#### [TASK DATA]
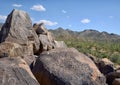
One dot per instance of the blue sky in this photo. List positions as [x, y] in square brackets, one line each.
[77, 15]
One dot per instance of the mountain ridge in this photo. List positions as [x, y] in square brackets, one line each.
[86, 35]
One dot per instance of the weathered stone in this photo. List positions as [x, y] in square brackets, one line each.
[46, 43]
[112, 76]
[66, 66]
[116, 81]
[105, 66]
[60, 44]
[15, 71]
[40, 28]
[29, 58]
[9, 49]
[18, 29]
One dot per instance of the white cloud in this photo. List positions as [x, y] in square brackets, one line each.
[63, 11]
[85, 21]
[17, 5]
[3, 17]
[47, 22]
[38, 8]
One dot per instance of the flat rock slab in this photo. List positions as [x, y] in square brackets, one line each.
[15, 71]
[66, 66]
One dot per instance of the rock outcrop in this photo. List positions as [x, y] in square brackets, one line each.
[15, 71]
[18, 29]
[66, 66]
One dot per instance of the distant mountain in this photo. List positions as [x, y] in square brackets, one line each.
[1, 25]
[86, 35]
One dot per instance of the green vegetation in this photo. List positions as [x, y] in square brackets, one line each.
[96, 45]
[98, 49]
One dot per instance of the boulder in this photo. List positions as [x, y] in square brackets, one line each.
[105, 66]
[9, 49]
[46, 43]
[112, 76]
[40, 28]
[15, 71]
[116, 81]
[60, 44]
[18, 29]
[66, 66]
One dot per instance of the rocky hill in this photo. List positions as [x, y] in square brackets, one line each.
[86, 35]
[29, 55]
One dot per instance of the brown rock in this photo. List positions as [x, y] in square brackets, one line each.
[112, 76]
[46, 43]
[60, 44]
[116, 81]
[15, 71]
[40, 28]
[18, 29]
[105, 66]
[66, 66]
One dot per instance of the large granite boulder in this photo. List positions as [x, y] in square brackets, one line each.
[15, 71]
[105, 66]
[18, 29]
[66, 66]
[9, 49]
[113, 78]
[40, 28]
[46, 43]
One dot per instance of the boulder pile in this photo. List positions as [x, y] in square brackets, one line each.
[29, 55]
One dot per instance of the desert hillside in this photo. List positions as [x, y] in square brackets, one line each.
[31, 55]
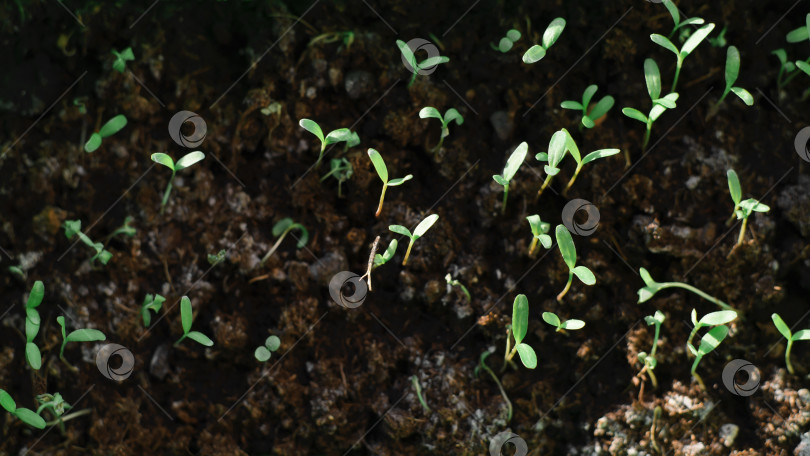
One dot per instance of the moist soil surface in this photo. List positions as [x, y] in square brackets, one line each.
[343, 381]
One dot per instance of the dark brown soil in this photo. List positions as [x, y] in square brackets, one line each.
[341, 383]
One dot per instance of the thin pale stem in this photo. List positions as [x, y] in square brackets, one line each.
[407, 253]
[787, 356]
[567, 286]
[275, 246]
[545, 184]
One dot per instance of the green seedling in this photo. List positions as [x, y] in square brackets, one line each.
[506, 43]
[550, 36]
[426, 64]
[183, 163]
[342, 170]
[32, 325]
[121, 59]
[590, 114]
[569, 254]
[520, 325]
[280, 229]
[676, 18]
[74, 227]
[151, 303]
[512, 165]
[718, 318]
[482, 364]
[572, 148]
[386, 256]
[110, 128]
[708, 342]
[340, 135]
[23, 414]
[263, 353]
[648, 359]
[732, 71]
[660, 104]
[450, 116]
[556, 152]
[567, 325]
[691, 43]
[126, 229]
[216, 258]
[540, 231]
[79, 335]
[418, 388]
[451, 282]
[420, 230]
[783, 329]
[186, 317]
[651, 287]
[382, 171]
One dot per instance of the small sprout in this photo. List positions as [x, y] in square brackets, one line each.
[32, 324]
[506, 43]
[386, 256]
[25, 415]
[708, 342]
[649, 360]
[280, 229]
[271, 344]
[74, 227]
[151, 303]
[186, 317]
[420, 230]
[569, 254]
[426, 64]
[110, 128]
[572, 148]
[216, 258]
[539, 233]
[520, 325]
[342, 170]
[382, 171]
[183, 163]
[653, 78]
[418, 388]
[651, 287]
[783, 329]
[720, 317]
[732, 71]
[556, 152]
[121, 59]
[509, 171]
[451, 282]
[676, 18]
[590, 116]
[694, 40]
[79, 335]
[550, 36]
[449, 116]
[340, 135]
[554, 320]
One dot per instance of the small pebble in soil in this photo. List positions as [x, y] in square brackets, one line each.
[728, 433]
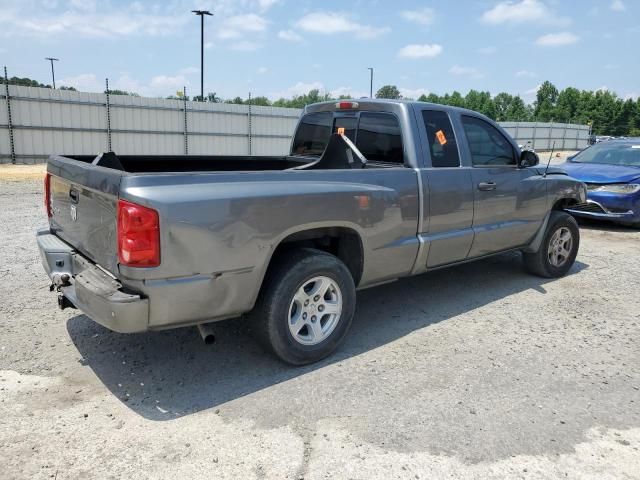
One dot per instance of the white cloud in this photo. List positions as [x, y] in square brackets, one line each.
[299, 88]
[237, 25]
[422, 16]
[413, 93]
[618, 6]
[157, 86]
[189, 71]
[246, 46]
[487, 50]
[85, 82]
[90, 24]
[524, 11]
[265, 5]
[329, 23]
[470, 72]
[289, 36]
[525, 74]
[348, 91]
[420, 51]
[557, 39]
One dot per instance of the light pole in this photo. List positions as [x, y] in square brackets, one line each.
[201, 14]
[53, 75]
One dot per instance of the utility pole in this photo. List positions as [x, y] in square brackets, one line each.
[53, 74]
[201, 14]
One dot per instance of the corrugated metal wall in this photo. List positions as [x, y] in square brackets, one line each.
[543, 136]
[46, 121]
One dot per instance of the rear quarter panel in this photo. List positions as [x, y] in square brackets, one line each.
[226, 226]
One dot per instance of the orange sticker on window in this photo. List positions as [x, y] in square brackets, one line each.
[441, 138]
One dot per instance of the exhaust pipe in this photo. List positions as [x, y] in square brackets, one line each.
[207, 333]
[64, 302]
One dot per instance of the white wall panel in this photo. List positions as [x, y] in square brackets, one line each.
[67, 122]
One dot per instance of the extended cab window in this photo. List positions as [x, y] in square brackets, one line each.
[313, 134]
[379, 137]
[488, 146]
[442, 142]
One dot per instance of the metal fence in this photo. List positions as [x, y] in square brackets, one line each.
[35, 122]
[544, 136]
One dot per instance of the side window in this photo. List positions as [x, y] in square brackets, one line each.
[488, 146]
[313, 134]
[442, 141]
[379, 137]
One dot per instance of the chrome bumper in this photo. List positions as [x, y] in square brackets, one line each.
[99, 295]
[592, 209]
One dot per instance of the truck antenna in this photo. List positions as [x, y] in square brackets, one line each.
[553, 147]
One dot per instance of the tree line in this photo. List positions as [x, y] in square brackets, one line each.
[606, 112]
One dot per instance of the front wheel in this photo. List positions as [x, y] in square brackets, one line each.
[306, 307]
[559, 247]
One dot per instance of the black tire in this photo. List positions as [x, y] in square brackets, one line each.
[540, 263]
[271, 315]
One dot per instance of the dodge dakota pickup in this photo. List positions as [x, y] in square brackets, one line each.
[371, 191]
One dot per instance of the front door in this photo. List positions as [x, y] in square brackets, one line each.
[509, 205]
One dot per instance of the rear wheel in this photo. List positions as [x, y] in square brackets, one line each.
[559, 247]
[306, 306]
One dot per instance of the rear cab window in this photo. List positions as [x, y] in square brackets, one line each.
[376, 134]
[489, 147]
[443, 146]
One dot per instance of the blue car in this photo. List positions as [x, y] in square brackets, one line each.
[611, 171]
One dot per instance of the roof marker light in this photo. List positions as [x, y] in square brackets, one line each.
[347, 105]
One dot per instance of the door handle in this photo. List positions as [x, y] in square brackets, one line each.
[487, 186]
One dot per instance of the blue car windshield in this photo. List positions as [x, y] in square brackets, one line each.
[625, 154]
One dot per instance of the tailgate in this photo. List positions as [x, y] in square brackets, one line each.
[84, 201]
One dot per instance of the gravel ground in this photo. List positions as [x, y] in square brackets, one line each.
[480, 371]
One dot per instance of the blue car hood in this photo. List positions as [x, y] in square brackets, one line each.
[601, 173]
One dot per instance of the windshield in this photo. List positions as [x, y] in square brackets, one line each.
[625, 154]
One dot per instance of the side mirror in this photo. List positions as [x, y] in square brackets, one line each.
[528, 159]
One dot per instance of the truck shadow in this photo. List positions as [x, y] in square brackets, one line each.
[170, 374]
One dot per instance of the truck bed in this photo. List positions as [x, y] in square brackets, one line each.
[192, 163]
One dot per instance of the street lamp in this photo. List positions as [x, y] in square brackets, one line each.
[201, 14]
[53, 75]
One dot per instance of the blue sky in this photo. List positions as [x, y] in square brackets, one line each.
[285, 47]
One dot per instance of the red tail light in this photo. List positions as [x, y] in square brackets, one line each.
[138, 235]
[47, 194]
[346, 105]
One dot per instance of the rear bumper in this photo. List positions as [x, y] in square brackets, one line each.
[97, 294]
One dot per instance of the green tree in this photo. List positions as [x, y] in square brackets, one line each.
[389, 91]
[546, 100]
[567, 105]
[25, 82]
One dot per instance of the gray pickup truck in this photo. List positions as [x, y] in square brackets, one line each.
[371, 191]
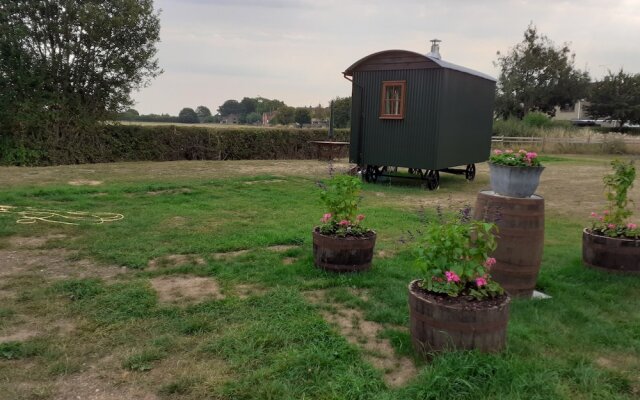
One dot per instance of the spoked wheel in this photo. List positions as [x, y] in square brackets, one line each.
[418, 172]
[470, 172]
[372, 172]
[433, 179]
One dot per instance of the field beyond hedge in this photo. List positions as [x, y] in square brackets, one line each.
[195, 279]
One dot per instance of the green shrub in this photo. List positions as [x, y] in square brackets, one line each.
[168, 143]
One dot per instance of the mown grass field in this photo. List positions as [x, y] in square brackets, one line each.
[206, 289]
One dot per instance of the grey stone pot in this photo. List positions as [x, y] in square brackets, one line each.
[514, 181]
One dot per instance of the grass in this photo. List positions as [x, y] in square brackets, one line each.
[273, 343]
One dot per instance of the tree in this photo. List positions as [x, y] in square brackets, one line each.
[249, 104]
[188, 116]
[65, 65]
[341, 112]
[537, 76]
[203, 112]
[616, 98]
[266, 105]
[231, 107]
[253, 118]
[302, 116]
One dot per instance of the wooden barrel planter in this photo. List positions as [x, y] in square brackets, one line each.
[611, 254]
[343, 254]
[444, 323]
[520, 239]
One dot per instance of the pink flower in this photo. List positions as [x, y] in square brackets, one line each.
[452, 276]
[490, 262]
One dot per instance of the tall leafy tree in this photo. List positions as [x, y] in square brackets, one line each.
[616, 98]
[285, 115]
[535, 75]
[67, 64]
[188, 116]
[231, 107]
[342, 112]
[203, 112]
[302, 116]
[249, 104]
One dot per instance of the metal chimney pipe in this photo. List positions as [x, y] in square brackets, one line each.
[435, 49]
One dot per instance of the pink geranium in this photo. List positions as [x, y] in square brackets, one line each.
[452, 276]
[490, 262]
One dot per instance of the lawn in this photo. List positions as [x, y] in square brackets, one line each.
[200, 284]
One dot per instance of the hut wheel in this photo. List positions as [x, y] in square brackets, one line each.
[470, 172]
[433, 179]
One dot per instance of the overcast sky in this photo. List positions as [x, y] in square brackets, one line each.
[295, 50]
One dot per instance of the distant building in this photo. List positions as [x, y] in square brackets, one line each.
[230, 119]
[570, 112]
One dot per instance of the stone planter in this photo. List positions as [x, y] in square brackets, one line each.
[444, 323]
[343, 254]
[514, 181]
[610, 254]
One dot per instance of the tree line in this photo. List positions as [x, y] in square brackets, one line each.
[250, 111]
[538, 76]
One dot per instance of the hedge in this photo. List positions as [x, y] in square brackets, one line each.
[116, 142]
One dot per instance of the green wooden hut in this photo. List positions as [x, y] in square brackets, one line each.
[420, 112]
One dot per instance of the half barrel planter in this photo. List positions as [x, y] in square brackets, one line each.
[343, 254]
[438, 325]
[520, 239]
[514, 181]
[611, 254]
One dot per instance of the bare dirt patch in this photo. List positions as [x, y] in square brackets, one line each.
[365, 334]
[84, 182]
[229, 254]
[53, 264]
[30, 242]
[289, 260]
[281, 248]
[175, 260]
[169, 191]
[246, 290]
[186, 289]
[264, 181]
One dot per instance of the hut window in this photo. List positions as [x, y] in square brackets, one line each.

#### [WHAT TO PRODUCE]
Give the lines exactly as they stand, from the line with "One dot per instance of the tall" through the end of the material.

#### [WRITTEN RESPONSE]
One dot per instance of the tall leafy tree in this photo. List positions as [x, y] in square brackets, one line each.
[616, 98]
[285, 115]
[535, 75]
[67, 64]
[188, 116]
[231, 107]
[342, 112]
[203, 112]
[302, 116]
[249, 104]
One dot per instance of the metal chimney pipe in this photo. List positions as [x, y] in square brackets, one line each.
[435, 49]
One dot per instance of the pink geranium in this photo. List positions as [x, y] in square brackets, one line each.
[452, 276]
[490, 262]
One dot per instance of the lawn in this photo. List positions as [x, y] in square brackets, one line each.
[200, 284]
One dot per instance of the hut wheel in this photo. List positions as [x, y] in square brackets, one line each.
[470, 172]
[433, 179]
One dot per instance of the overcast sky in this photo. List positions as [x, y] in square brackets, one line each.
[295, 50]
One dot per instance of the distant building in this photo. List positions as [x, y] in square brackets, one line each.
[230, 119]
[570, 112]
One dot per instance of the stone planter in this photo. List positions as [x, y] in square brackets, one line each.
[444, 323]
[343, 254]
[514, 181]
[610, 254]
One dot per instance of the tree line in this photo. List positions as [x, y] in square brackets, one line each.
[250, 111]
[538, 76]
One dot per instance of the hedge in this photo. List positions as [x, y] in square brackets, one line each.
[116, 142]
One dot per instance of the green wooden hut in this photo. List positions as [x, y] in square brackets, one line each.
[420, 112]
One dot per instance of the half barrel planter in this photo. List positions as [x, y] in square brackets, one line each.
[343, 254]
[438, 325]
[520, 239]
[514, 181]
[611, 254]
One dot per instance of the bare dirt patch in this photo. List positions as [x, y] in square brackets, one line each.
[365, 334]
[84, 182]
[229, 254]
[53, 264]
[30, 242]
[289, 260]
[281, 248]
[175, 260]
[169, 191]
[246, 290]
[186, 289]
[264, 181]
One dot per instance of the hut window in this photo. List positions as [x, y] in square brackets, one line each.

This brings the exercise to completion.